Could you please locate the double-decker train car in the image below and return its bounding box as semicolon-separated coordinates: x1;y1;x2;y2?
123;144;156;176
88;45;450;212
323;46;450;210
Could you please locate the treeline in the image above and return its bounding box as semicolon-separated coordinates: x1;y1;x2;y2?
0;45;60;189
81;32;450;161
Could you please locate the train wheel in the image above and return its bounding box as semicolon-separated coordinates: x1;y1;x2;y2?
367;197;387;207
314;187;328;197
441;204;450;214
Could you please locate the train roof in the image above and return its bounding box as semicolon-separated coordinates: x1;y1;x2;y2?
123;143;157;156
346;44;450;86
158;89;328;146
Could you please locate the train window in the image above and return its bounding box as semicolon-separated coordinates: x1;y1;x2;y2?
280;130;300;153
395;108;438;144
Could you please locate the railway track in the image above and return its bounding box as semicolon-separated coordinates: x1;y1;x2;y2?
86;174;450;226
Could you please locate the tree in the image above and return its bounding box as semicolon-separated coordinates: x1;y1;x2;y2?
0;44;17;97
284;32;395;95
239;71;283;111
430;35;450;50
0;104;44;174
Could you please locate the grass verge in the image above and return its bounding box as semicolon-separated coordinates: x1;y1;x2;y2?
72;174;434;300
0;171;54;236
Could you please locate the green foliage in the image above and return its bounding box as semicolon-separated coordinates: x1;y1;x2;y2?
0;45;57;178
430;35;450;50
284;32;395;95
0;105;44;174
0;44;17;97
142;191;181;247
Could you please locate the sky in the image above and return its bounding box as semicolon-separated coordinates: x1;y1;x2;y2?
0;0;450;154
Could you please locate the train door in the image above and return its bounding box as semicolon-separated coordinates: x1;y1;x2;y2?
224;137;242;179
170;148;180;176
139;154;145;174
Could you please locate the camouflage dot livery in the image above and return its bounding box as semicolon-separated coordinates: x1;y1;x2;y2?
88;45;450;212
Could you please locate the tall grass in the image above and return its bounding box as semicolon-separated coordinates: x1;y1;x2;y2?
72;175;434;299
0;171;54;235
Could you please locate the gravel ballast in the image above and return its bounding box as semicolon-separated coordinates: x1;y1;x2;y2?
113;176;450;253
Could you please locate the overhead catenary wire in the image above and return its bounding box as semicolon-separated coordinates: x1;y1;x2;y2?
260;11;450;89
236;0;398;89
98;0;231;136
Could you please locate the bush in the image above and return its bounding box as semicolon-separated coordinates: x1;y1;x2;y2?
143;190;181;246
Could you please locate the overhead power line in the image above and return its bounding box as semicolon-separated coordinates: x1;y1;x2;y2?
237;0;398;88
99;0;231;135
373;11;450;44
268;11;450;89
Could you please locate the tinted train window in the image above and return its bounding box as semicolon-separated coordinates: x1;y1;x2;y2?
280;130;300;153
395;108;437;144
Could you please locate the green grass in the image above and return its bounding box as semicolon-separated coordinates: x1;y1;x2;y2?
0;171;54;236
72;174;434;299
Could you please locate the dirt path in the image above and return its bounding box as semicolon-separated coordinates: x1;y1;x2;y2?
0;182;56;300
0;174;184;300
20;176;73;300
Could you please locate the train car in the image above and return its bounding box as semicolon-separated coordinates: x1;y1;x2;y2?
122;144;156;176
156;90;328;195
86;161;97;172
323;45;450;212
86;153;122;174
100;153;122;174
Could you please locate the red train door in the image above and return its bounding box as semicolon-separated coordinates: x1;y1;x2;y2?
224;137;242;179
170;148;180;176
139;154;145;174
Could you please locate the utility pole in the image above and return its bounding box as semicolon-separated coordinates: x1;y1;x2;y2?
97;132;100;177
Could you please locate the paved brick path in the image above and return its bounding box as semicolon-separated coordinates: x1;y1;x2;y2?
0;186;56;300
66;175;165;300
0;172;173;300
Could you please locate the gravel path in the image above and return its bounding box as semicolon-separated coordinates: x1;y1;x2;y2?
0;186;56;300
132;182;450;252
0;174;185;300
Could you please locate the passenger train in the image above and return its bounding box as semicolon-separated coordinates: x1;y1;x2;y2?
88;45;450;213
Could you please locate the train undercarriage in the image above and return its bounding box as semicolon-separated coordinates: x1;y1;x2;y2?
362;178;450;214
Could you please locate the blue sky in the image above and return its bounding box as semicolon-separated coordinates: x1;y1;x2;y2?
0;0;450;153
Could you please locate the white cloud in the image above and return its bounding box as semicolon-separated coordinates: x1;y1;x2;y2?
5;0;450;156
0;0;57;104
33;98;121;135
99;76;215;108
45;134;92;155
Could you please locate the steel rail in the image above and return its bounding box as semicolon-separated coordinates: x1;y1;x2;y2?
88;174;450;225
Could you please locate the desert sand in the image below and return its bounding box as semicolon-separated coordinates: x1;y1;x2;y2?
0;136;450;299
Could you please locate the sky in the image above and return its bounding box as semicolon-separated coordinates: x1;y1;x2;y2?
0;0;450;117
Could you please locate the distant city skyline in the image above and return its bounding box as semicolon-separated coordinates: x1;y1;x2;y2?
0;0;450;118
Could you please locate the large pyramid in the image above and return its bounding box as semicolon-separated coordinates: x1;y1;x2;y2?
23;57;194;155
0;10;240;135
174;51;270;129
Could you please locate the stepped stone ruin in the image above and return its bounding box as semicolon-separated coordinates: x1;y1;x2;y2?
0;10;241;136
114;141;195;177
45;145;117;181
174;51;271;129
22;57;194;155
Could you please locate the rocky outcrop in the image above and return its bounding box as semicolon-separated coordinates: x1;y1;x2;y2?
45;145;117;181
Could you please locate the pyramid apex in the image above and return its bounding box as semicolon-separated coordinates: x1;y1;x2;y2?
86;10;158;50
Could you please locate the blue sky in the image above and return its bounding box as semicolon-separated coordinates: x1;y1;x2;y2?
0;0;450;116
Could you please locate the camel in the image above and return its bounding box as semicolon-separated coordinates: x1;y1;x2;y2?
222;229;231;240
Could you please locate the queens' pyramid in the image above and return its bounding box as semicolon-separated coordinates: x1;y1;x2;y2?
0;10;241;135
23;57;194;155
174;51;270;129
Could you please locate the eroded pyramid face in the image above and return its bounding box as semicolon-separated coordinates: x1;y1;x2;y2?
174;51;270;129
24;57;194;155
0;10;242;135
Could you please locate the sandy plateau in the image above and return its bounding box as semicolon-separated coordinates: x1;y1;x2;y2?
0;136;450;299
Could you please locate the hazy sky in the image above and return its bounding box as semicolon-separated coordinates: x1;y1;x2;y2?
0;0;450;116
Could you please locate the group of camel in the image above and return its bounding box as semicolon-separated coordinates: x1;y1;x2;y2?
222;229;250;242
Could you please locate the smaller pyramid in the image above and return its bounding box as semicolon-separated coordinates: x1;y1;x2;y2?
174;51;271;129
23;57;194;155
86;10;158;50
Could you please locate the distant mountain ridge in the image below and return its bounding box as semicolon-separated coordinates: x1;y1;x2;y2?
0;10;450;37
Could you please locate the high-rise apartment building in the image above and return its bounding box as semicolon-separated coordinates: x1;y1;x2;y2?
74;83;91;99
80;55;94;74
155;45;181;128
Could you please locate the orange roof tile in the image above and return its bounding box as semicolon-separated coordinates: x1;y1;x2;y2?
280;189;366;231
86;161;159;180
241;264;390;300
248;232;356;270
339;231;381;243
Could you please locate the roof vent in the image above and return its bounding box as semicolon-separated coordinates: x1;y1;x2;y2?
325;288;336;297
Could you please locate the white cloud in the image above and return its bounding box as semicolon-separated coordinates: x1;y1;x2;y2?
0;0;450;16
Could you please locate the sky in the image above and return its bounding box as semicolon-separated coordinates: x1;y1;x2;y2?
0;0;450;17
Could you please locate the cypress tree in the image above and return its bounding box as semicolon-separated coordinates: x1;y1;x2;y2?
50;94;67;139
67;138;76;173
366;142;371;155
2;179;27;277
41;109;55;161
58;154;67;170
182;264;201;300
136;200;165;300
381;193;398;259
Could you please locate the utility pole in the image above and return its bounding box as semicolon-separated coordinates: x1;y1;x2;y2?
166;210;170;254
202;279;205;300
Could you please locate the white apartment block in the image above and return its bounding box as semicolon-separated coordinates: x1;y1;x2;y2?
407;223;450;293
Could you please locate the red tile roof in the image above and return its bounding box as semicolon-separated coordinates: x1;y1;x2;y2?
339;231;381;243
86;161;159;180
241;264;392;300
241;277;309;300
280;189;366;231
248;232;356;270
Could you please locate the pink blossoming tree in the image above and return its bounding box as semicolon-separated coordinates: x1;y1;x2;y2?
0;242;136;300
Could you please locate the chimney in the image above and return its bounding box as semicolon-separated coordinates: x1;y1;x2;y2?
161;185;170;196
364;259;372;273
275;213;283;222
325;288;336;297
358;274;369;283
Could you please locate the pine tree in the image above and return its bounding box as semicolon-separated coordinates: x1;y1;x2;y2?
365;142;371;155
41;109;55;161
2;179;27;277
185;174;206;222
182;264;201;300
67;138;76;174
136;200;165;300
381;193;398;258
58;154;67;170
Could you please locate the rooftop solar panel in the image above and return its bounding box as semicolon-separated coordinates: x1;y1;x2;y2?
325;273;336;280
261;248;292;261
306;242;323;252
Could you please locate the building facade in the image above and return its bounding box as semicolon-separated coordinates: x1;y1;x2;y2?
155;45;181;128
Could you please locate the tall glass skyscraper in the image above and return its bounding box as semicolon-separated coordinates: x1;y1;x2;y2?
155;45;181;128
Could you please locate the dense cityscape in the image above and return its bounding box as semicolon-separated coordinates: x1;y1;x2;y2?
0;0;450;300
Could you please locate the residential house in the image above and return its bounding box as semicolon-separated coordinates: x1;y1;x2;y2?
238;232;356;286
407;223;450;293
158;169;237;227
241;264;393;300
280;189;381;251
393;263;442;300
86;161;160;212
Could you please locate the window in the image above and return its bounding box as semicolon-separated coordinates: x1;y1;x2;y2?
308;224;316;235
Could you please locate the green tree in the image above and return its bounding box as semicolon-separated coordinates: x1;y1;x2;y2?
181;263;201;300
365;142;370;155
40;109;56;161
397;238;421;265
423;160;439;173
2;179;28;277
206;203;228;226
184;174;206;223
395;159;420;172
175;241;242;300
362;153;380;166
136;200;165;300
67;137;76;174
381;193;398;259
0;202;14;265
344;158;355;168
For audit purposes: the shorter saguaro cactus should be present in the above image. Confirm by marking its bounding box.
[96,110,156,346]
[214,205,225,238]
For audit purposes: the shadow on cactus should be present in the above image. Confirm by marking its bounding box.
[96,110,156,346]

The problem
Resize the part that opens with the line containing "Could you please locate the green foliage" and closes with the line containing "98;0;231;136". Write out only those lines, with the requests unchanged and every bounding-box coordinate in the answers multiplied by 1.4 and rounded to a whole number, halves rounding up.

Response to this exercise
Could you please locate the green foliage in the image above and return its bounding box as semicolon-separated coordinates: x1;y1;x2;y2?
0;63;80;249
602;49;630;70
398;45;553;133
0;147;62;244
0;62;24;136
199;267;253;346
Could you please locate the sky in the image above and return its bounding box as semicolon-separated coordinates: x1;y1;x2;y2?
0;0;630;216
Could you please locate the train door in the image above and return its bounding box as semicolon-separated coordinates: x1;y1;x2;y2?
314;192;339;251
238;207;252;246
195;216;203;244
Could you please locate the camouflage dot livery in the image above and return its bounding box as semicolon-separated coordinates: x1;y1;x2;y2?
123;63;630;297
Could you please locate the tall grass in the image above and return its bounding box as semicolon-separated coordinates: x1;y1;x2;y2?
101;245;608;419
0;239;76;329
Could you please locate the gravel ballast in the image above and return its bounding box as semicolon-separated coordinates: x1;y1;x2;y2?
158;246;630;354
Could you please locate the overhead catenary wire in the image above and return its bounding box as semicolon-separated coordinates: x1;y1;x2;y2?
364;15;630;125
330;0;557;125
137;0;323;190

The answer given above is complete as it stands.